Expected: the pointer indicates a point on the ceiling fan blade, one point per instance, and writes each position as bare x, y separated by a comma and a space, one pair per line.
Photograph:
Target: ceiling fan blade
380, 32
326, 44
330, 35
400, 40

━━━━━━━━━━━━━━━━

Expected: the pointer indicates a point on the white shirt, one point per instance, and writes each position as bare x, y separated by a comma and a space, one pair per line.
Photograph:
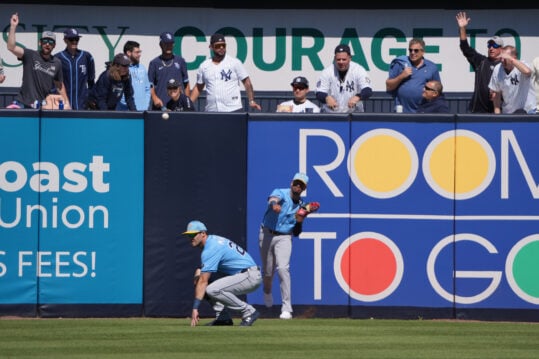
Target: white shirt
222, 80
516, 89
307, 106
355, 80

━━━━━━━━━━━━━━━━

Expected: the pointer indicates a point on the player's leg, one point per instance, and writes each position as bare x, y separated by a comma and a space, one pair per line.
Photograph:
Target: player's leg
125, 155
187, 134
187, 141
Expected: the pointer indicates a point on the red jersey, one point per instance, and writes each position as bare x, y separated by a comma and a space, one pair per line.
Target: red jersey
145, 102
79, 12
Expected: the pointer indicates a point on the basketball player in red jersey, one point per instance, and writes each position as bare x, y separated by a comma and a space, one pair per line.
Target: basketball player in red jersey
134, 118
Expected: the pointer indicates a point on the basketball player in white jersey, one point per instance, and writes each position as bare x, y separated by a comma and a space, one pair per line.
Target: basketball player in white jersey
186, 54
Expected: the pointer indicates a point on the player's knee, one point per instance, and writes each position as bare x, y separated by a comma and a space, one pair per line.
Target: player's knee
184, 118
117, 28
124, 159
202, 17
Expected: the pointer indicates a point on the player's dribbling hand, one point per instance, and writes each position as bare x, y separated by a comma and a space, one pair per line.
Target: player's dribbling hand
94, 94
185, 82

━━━━━━━━━━━━━━━━

What you will do -> Count the lines in the records above that contain the word "knee". Reply with the number only.

Response to this exercise -> 2